===== Material for this task =====

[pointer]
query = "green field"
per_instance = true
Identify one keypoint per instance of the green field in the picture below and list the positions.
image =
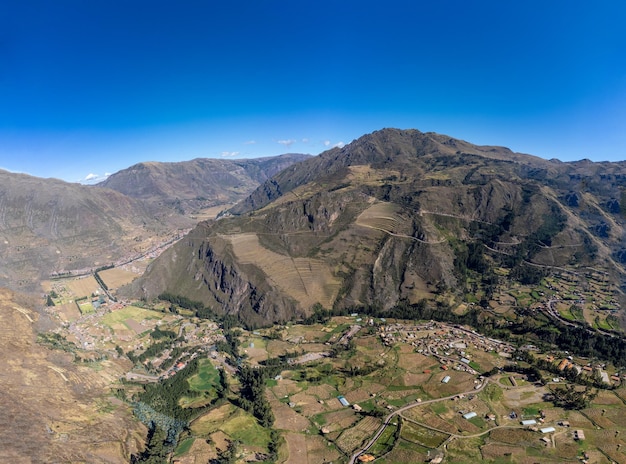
(129, 312)
(422, 435)
(184, 447)
(207, 377)
(385, 442)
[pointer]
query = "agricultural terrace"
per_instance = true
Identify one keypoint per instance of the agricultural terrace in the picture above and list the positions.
(133, 318)
(306, 280)
(381, 216)
(117, 277)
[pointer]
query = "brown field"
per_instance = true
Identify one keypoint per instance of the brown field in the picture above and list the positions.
(207, 423)
(285, 387)
(83, 286)
(351, 438)
(523, 396)
(116, 277)
(220, 439)
(54, 410)
(277, 348)
(318, 450)
(287, 418)
(364, 393)
(425, 416)
(340, 420)
(296, 444)
(308, 281)
(415, 362)
(322, 392)
(67, 311)
(381, 216)
(597, 417)
(494, 451)
(520, 437)
(308, 404)
(459, 382)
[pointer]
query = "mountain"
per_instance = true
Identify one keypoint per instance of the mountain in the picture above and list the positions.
(189, 186)
(48, 226)
(395, 217)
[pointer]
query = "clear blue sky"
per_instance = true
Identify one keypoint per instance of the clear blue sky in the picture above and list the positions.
(90, 87)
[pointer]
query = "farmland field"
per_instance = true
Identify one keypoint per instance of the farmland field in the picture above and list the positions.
(130, 312)
(206, 378)
(116, 277)
(308, 281)
(83, 286)
(421, 435)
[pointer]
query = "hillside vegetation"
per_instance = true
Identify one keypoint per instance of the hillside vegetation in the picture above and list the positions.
(396, 217)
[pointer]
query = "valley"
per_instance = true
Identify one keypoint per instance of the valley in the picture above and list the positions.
(359, 386)
(408, 297)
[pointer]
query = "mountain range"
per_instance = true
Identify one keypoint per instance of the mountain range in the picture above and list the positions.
(394, 217)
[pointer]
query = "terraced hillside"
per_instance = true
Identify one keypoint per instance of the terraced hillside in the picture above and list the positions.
(397, 216)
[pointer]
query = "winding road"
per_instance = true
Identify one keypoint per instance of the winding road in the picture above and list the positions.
(399, 411)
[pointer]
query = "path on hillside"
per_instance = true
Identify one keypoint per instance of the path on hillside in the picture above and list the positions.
(393, 234)
(399, 411)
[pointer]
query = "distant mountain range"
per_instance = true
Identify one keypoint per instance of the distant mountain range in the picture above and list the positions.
(398, 216)
(48, 226)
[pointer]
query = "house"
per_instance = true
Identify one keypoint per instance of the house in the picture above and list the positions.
(366, 458)
(563, 364)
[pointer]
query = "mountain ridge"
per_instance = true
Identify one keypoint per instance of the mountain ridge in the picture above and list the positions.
(398, 216)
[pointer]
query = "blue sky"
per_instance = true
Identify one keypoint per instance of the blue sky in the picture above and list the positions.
(92, 87)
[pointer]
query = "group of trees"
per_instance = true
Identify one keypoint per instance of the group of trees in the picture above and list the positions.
(570, 397)
(253, 392)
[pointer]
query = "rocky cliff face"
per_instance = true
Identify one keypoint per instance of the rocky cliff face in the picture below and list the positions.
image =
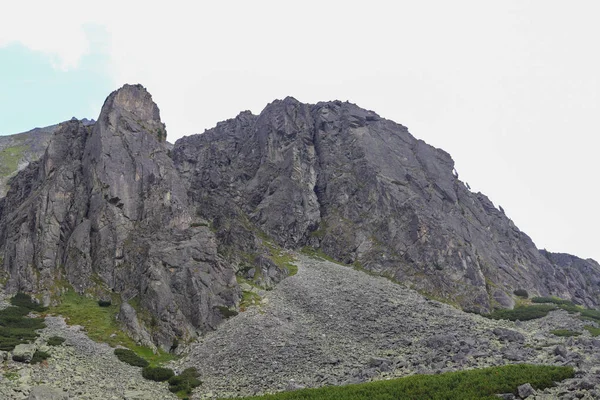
(364, 191)
(105, 210)
(112, 209)
(17, 151)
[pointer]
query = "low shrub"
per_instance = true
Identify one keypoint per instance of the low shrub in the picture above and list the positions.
(104, 303)
(472, 384)
(226, 312)
(521, 293)
(590, 314)
(523, 313)
(158, 374)
(55, 341)
(592, 330)
(184, 382)
(564, 332)
(24, 300)
(553, 300)
(39, 356)
(129, 357)
(15, 326)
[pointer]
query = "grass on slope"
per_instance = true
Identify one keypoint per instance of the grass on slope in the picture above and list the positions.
(472, 384)
(101, 325)
(15, 326)
(9, 159)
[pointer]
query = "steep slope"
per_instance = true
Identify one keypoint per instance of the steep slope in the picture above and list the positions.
(105, 210)
(364, 191)
(332, 325)
(17, 151)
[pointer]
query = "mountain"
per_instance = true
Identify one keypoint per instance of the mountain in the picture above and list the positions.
(364, 191)
(110, 209)
(17, 151)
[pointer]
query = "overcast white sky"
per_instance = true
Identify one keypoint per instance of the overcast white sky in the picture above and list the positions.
(509, 88)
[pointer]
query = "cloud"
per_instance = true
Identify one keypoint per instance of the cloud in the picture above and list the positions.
(510, 89)
(52, 28)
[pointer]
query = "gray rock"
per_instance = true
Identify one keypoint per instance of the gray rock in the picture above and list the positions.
(24, 352)
(363, 190)
(560, 350)
(46, 392)
(506, 396)
(106, 202)
(509, 335)
(525, 391)
(128, 317)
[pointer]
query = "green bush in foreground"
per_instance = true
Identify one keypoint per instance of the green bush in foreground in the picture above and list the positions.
(523, 313)
(15, 326)
(129, 357)
(104, 303)
(24, 300)
(592, 330)
(184, 382)
(56, 341)
(564, 332)
(472, 384)
(39, 356)
(158, 374)
(521, 293)
(552, 300)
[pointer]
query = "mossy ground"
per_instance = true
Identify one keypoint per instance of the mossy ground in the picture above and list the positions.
(472, 384)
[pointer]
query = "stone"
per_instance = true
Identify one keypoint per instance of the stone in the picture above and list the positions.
(509, 335)
(46, 392)
(561, 350)
(24, 352)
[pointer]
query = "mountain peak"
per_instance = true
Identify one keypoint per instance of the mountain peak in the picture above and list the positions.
(134, 100)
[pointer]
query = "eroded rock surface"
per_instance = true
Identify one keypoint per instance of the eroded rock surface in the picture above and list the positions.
(334, 325)
(105, 210)
(364, 191)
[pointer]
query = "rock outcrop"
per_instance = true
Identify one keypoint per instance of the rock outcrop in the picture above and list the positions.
(17, 151)
(111, 207)
(364, 191)
(105, 210)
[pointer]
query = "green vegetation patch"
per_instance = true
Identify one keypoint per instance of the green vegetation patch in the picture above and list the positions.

=====

Your task is an exact transcription of all the data, minus the pictures.

[pointer]
query = "green field"
per_instance = true
Identify one keypoint per instance of the green field in the picture below and list the positions.
image =
(129, 312)
(422, 435)
(184, 447)
(207, 377)
(385, 442)
[pointer]
query = "agricultural terrace"
per_instance = true
Identify one keypoint per instance of the agricultural terrace in the picture above and list the positions.
(133, 318)
(306, 280)
(381, 216)
(117, 277)
[pointer]
query = "brown field"
per_instance = true
Identify one keypoint per instance of the brown field in the picture above and list the positions.
(207, 423)
(285, 387)
(83, 286)
(351, 438)
(523, 396)
(116, 277)
(220, 439)
(54, 410)
(277, 348)
(318, 450)
(287, 418)
(364, 393)
(425, 416)
(340, 420)
(296, 444)
(308, 281)
(415, 362)
(322, 392)
(67, 311)
(381, 216)
(597, 417)
(494, 451)
(520, 437)
(308, 404)
(459, 382)
[pointer]
query = "mountain"
per_instance = true
Identify one keypoint per instance of the mountain in the picture above and list the positions.
(189, 186)
(48, 226)
(395, 217)
[pointer]
query = "clear blue sky"
per_instance = true
Identify one keypoint per instance of the clear blue sky in the picture above and list the positions.
(90, 87)
[pointer]
query = "farmland field"
per_instance = true
Identify one keypoint per instance of the farmland field in the picture above and list the positions.
(130, 312)
(206, 378)
(116, 277)
(308, 281)
(83, 286)
(421, 435)
[pointer]
query = "hillside vegetation"
per_instance = true
Identify one keypoint per instance of the hillside vegetation in the picture above and list the positions.
(396, 217)
[pointer]
query = "valley"
per_instance = true
Identify one keypoint per instance of the valley in the picture above and list the positions.
(359, 386)
(408, 297)
[pointer]
query = "mountain range"
per_instance = true
Identify one keypoint per instance of the mountain range in the picture above and list the positions.
(394, 217)
[pointer]
query = "terraced hillside"
per_instance = true
Identify one keypoint per instance of the terraced hillside in the picture above and list the positions.
(397, 216)
[pointer]
query = "winding road"
per_instance = true
Identify one keypoint per instance of the winding road in the picture above and list the positions.
(399, 411)
[pointer]
query = "path on hillside"
per_instance = true
Identify one keypoint per instance of the path on hillside in the picture above and list the positions.
(393, 234)
(399, 411)
[pointer]
query = "distant mountain range"
per_instance = true
Identify one keypoint per instance of the distant mountain range in the picture above and list the positions.
(398, 216)
(48, 226)
[pointer]
query = "house"
per_instance = true
Identify one keypoint per instance of the house in the picture above and list the positions.
(366, 458)
(563, 364)
[pointer]
query = "mountain ridge"
per_instance = true
Identify one keypoint per instance of the mountain ridge in the picture above and list the positions.
(398, 216)
[pointer]
query = "blue sky"
per_instance = true
Identify one keypoint per instance of the blue sky in the picture above and list the positions.
(92, 87)
[pointer]
query = "group of trees"
per_instance = true
Identify one keypoint per instance of the group of trees in the picture above and list the positions.
(570, 397)
(253, 392)
[pointer]
query = "rocky cliff face"
per_instance = true
Identify one keypoint per instance of the rocky cliff face in the picture below and list the positions.
image =
(364, 191)
(105, 210)
(112, 209)
(17, 151)
[pointer]
query = "low shrub"
per_instance = true
Identify one keypoint per instance of the low shrub in the picture above and list the positions.
(104, 303)
(472, 384)
(226, 312)
(521, 293)
(590, 314)
(523, 313)
(158, 374)
(55, 341)
(592, 330)
(184, 382)
(564, 332)
(24, 300)
(553, 300)
(39, 356)
(129, 357)
(15, 326)
[pointer]
query = "grass on slope"
per_instance = true
Identify one keypoint per instance of the grass on slope in the picture above and list the positions.
(472, 384)
(101, 325)
(15, 326)
(9, 159)
[pointer]
query = "steep slope"
per_instance = true
Identify one keypoint per instance of the steep slope in the picture above and list the positions.
(105, 210)
(364, 191)
(332, 325)
(17, 151)
[pointer]
query = "mountain"
per_instance = true
Identify one keypoint per instance of the mountain in the picture above and list the positions.
(364, 191)
(110, 209)
(17, 151)
[pointer]
query = "overcast white sky"
per_instance = true
Identify one keypoint per instance of the overcast white sky in the picture above and list the positions.
(509, 88)
[pointer]
query = "cloud"
per_instance = true
Identify one keypoint per instance of the cloud in the picture above and list the positions.
(510, 89)
(52, 28)
[pointer]
query = "gray rock"
per_instance = true
Identify one keypoint per instance of the gray rock in the picture above and list the positions.
(24, 352)
(363, 190)
(560, 350)
(46, 392)
(506, 396)
(106, 202)
(509, 335)
(525, 391)
(128, 317)
[pointer]
query = "green bush in foreground"
per_instance = true
Identify one keypoint per instance of the green bush in foreground in the picture above and list the positions.
(523, 313)
(15, 326)
(129, 357)
(104, 303)
(24, 300)
(592, 330)
(184, 382)
(56, 341)
(564, 332)
(472, 384)
(39, 356)
(158, 374)
(521, 293)
(552, 300)
[pointer]
query = "mossy ground"
per_instance = true
Identify one keypoint per instance of the mossy ground in the picture above and list the positions.
(472, 384)
[pointer]
query = "stone"
per_instance = true
Identify one keypoint per instance of the stone in the picture above and list the positions.
(509, 335)
(46, 392)
(561, 350)
(24, 352)
[pointer]
query = "mountain peak"
per_instance = true
Identify one keypoint per instance of the mountain peak in the picture above and list the positions.
(134, 100)
[pointer]
query = "eroded rock surface"
per_instance = true
Identify one keypoint per instance of the eroded rock surface in the picture above and list the positions.
(334, 325)
(105, 210)
(364, 191)
[pointer]
query = "rock outcrop"
per_instance = true
Identify one keypoint per instance of the rock outcrop in the picture above and list the positions.
(17, 151)
(111, 207)
(364, 191)
(105, 210)
[pointer]
query = "green vegetation patch"
per_instance = true
Identify one keypoint per instance of the green vegetation patch in the picture above and list the positions.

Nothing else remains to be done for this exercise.